══ Extract to read ══

Single by Gene Pitney

from the album I Must Be Seeing Things
- B-side: "There's No Livin' Without Your Lovin'"
- Released: June 1965
- Genre: Pop
- Length: 3:12
- Label: Musicor Records 1103
- Songwriters: Barry Mann; Cynthia Weil;
- Producers: Stan Kahan; Gene Pitney;

Gene Pitney singles chronology
| "Last Chance to Turn Around" (1965) | "Looking Through the Eyes of Love" (1965) | "Princess in Rags" (1965) |

= Looking Through the Eyes of Love =

1965 song by Gene Pitney

"Looking Through the Eyes of Love" is a song written and composed by Barry Mann and Cynthia Weil. It became a popular hit in 1965 by Gene Pitney. In 1972, The Partridge Family recorded a cover version.

==Gene Pitney version==
Gene Pitney was the first artist to have a hit recording of "Looking Through the Eyes of Love" in 1965. His version reached number 3 in both Canada and the United Kingdom, number 28 on the Billboard Hot 100, and number 34 in Australia in 1965. It peaked at #6 on the New Zealand Lever Hit Parade charts. It was featured on Pitney's 1965 album, I Must Be Seeing Things.

The song was produced by Stan Kahan and Pitney.

==The Partridge Family version==
The Partridge Family recorded a cover version of the song, and it was released as a single in 1972, reaching number 9 on both the U.S. easy listening chart and UK Singles Chart, number 16 in Canada, and number 39 on the Billboard Hot 100, the group's final top 40 hit. Their cover was produced by Wes Farrell and released on Bell Records. It was featured on their 1972 album, The Partridge Family Notebook.

═══
══ Data listing ══

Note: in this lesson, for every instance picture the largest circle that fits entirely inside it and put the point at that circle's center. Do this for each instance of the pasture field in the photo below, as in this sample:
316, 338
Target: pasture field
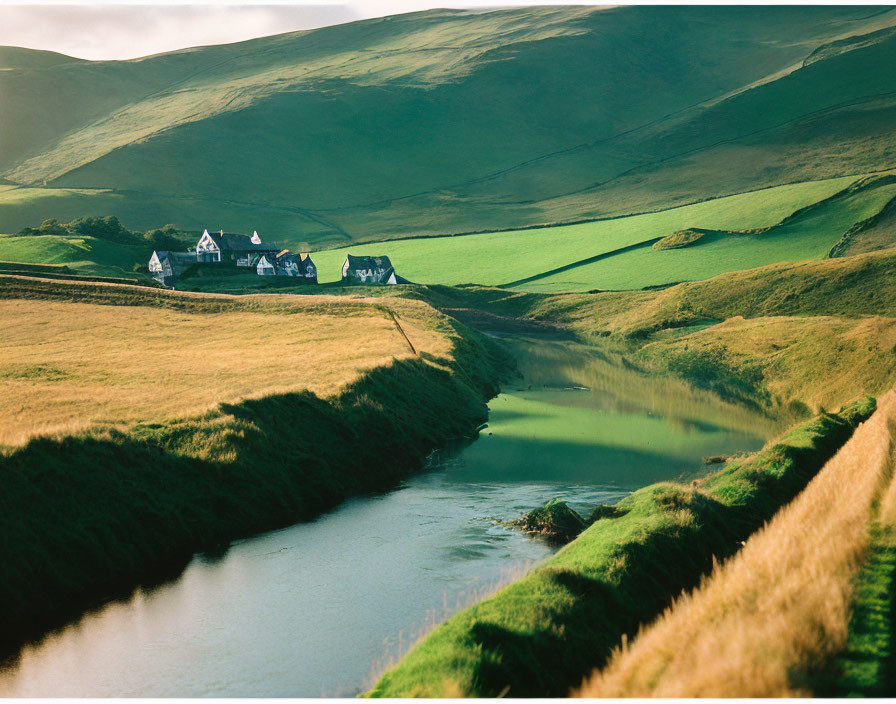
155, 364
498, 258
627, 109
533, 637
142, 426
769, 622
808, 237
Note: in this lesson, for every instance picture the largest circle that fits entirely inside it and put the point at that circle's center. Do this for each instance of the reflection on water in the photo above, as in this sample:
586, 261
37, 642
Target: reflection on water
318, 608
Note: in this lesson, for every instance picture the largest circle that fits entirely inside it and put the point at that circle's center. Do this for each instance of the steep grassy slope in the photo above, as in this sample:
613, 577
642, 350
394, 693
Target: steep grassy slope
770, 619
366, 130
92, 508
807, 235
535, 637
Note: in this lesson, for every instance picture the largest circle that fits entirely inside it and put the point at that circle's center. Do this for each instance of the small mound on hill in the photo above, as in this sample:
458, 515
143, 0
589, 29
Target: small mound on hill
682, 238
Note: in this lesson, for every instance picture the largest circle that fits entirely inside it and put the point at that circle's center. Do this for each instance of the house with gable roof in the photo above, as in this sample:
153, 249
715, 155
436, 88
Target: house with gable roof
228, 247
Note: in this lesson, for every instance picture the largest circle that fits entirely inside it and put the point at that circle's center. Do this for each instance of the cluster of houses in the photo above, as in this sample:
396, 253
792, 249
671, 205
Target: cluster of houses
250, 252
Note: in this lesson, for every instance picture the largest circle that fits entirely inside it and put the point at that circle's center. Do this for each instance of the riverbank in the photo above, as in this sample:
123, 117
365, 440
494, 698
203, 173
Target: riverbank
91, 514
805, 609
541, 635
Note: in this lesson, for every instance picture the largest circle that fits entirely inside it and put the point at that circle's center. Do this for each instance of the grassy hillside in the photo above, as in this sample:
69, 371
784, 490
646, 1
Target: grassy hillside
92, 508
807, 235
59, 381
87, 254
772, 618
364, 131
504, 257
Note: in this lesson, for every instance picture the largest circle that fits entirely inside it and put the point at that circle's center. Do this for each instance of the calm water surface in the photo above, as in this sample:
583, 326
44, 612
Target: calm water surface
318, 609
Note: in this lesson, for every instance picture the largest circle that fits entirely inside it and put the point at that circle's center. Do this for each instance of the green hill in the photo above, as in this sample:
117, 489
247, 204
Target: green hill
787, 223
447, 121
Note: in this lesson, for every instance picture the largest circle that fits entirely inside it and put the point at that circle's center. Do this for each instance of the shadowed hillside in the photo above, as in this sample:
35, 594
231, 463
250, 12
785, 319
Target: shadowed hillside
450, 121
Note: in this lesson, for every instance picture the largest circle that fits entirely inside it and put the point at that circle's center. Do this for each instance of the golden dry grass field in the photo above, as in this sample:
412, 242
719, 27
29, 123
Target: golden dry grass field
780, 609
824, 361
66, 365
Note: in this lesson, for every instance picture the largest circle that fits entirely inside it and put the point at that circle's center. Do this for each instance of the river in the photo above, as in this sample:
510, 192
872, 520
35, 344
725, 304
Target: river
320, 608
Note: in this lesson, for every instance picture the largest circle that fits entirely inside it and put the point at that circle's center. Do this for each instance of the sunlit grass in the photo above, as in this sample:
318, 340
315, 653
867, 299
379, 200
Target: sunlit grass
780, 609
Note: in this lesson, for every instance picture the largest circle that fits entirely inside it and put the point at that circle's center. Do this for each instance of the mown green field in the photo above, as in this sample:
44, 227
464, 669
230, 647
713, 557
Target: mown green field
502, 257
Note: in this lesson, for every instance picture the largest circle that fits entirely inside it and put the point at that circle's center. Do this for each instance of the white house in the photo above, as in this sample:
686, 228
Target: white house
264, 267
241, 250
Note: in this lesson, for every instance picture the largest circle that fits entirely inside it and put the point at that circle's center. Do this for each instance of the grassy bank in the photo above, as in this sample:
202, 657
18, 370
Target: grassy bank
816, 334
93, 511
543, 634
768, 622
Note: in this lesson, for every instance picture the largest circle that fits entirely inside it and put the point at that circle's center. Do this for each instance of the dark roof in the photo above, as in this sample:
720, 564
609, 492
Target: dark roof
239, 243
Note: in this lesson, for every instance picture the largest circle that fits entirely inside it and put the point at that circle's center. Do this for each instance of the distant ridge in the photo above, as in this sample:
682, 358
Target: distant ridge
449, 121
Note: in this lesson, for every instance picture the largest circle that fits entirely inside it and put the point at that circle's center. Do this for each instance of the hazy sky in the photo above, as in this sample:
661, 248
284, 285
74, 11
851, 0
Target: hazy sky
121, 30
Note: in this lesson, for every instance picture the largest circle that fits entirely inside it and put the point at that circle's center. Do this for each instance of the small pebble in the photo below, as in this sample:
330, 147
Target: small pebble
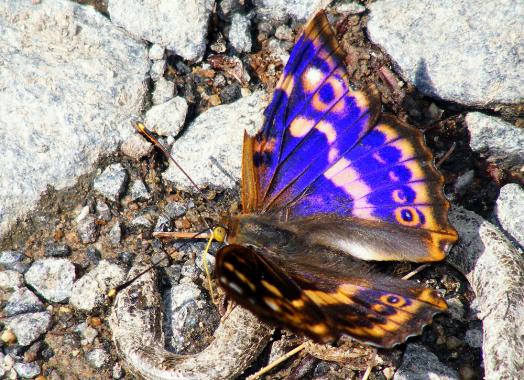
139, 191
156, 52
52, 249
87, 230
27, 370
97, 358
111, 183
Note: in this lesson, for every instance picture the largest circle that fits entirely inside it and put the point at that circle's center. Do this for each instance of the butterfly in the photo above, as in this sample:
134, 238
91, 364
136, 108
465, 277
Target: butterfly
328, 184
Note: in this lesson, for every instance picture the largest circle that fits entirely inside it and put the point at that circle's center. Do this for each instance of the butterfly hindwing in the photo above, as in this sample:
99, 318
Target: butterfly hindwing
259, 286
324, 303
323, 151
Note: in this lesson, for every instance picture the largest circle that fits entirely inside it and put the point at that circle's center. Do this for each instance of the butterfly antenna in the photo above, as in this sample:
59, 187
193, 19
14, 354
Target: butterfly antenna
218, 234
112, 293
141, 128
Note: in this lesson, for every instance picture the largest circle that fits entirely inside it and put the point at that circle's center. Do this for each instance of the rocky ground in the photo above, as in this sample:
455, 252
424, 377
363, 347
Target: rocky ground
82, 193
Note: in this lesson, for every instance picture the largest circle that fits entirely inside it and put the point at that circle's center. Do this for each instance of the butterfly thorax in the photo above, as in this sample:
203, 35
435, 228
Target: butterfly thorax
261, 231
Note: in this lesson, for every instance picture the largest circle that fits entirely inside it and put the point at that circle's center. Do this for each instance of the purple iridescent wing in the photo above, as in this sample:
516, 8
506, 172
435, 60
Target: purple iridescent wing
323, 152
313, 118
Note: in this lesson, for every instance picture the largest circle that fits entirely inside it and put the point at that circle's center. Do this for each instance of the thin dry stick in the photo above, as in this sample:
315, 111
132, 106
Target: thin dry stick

═══

■ What is required:
Quote the article about the song "Looking Through the Eyes of Love" exactly, starting at the words "1965 song by" and stopping after the words "Be Seeing Things.".

■ Answer area:
1965 song by Gene Pitney

"Looking Through the Eyes of Love" is a song written and composed by Barry Mann and Cynthia Weil. It became a popular hit in 1965 by Gene Pitney. In 1972, The Partridge Family recorded a cover version.

==Gene Pitney version==
Gene Pitney was the first artist to have a hit recording of "Looking Through the Eyes of Love" in 1965. His version reached number 3 in both Canada and the United Kingdom, number 28 on the Billboard Hot 100, and number 34 in Australia in 1965. It peaked at #6 on the New Zealand Lever Hit Parade charts. It was featured on Pitney's 1965 album, I Must Be Seeing Things.